- Raw data

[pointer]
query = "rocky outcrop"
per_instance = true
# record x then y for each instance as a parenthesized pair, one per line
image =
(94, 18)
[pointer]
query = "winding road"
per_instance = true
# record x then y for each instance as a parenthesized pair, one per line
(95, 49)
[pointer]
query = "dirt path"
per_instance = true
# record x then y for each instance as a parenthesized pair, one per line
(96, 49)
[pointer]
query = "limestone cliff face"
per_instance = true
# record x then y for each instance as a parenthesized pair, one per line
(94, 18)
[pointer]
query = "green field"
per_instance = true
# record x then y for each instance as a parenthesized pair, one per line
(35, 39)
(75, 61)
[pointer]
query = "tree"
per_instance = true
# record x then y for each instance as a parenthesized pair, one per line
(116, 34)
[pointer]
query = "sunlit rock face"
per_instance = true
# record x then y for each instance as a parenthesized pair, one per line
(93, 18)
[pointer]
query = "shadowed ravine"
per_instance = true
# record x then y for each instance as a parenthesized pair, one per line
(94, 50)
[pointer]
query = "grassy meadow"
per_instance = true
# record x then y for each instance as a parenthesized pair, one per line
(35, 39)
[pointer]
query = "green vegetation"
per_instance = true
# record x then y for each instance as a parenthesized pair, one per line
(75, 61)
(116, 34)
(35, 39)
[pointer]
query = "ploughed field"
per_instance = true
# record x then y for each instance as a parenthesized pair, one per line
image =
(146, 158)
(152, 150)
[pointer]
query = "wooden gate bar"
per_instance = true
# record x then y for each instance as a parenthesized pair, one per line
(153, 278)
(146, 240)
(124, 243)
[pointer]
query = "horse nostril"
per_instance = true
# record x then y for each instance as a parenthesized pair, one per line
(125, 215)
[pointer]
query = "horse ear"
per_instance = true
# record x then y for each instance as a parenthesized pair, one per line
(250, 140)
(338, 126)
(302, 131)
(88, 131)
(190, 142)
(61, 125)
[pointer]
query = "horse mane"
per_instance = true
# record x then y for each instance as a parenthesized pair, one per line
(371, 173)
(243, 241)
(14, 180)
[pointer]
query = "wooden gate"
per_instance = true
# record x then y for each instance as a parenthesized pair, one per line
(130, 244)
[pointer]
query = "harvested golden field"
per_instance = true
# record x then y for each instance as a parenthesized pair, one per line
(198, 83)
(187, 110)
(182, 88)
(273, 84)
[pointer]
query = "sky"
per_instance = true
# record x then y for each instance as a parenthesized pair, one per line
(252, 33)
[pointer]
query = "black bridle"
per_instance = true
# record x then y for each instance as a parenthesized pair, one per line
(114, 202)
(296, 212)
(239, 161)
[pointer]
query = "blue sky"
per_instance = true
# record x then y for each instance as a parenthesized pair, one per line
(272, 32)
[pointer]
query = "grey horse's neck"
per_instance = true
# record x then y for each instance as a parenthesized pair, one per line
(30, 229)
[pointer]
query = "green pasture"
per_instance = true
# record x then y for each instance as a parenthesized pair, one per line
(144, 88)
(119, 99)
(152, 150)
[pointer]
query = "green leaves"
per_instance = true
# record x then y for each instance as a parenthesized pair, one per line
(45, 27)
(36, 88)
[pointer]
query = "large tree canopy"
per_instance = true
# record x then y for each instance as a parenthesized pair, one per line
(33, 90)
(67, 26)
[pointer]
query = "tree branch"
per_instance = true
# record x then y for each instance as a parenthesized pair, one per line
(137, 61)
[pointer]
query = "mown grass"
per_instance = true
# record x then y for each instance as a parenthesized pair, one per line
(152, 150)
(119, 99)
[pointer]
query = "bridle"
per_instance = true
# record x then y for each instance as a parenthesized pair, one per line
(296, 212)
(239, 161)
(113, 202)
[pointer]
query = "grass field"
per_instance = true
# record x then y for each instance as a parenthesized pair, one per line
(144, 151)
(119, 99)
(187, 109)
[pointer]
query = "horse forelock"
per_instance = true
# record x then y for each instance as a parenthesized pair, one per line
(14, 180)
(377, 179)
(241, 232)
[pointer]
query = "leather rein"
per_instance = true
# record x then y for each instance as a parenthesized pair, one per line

- Short task
Output the records verbatim, from the first line to the last.

- Reply
[pointer]
query = "rocky outcrop"
per_instance = true
# record x then y for each instance as a parenthesized pair, one per line
image =
(94, 18)
[pointer]
query = "winding road"
per_instance = true
# record x then y for each instance as a parenthesized pair, one per line
(95, 49)
[pointer]
query = "dirt path"
per_instance = true
# record x then y for each instance as a parenthesized pair, one per line
(96, 49)
[pointer]
query = "limestone cliff face"
per_instance = true
# record x then y for each instance as a parenthesized pair, one per line
(94, 18)
[pointer]
query = "green field"
per_instance = true
# record x then y for each instance as a parenthesized pair, one per line
(35, 39)
(75, 61)
[pointer]
query = "tree"
per_instance = true
# record x then y for each instance as a parenthesized pair, one per line
(116, 34)
[pointer]
query = "sunlit rock face"
per_instance = true
# record x then y for each instance as a parenthesized pair, one per line
(93, 18)
[pointer]
query = "shadowed ravine"
per_instance = true
# record x then y for each instance as a parenthesized pair, one per line
(94, 50)
[pointer]
query = "grassy meadow"
per_instance = true
# record x then y for each instance as a parenthesized pair, one per line
(35, 39)
[pointer]
query = "green vegetation"
per_instance = true
# record x then y for each instance as a parenthesized pair, one per line
(75, 61)
(116, 34)
(35, 39)
[pointer]
query = "ploughed field"
per_instance = true
# record x then y for each instance as a parenthesized pair, one per line
image =
(146, 158)
(152, 150)
[pointer]
query = "wooden gate bar"
per_instance = true
# record x then y for each instance as a parenthesized pair, one per line
(153, 278)
(146, 240)
(124, 243)
[pointer]
query = "horse nostril"
per_instance = true
# record x then y for each instance as a parenthesized pair, one per line
(125, 215)
[pointer]
query = "horse ear"
per_instance = true
# record x then y for each instance as a parenthesized pair, one per line
(250, 140)
(338, 126)
(302, 131)
(88, 131)
(190, 142)
(61, 125)
[pointer]
query = "horse mane"
per_instance = true
# record x then y for each instance as a parenthesized pair, one per line
(371, 173)
(243, 241)
(14, 180)
[pointer]
query = "wooden gate"
per_instance = true
# record x then y for each instance as a parenthesized pair, one per line
(130, 244)
[pointer]
query = "harvested golden field"
per_instance = true
# record x then y for each instance as a parenthesized pair, one per line
(198, 83)
(187, 110)
(182, 88)
(273, 84)
[pointer]
query = "sky"
per_instance = true
# record x then y for each instance as a parenthesized pair, one per line
(252, 33)
[pointer]
query = "black bridle"
per_instance = true
# record x then y for each instance as a parenthesized pair, one per line
(114, 202)
(296, 212)
(239, 161)
[pointer]
query = "blue sky"
per_instance = true
# record x then y for each instance as a parenthesized pair, one per line
(272, 32)
[pointer]
query = "grey horse's neck"
per_instance = true
# record x then y for each instance as a parenthesized pair, one per line
(30, 229)
[pointer]
query = "green pasture"
per_instance = true
# record x then y for each instance as a parenthesized pair, one per line
(144, 88)
(119, 99)
(152, 150)
[pointer]
query = "green leaves"
per_instance = true
# record x then y for each instance as a parenthesized pair, one per line
(45, 27)
(36, 88)
[pointer]
query = "large tree canopy"
per_instance = true
# record x then y for each instance as a parenthesized pair, one per line
(33, 90)
(67, 26)
[pointer]
query = "tree branch"
per_instance = true
# record x then y for each instance as a parenthesized pair, one per line
(137, 61)
[pointer]
query = "mown grass"
per_instance = true
# record x then y for each instance as a parenthesized pair, one per line
(152, 150)
(119, 99)
[pointer]
query = "bridle"
per_instance = true
# record x then y for each instance as a parenthesized pair, one per line
(296, 212)
(239, 161)
(113, 202)
[pointer]
query = "grass field"
per_instance = true
# record x then y for each instance as a parenthesized pair, one per line
(144, 151)
(119, 99)
(187, 109)
[pointer]
query = "horse forelock"
per_instance = true
# record x then y for each instance as a parenthesized pair, one per line
(14, 180)
(377, 179)
(241, 232)
[pointer]
query = "leather rein"
per_instance = true
# record x then y for each instance as a parenthesized pair, one per line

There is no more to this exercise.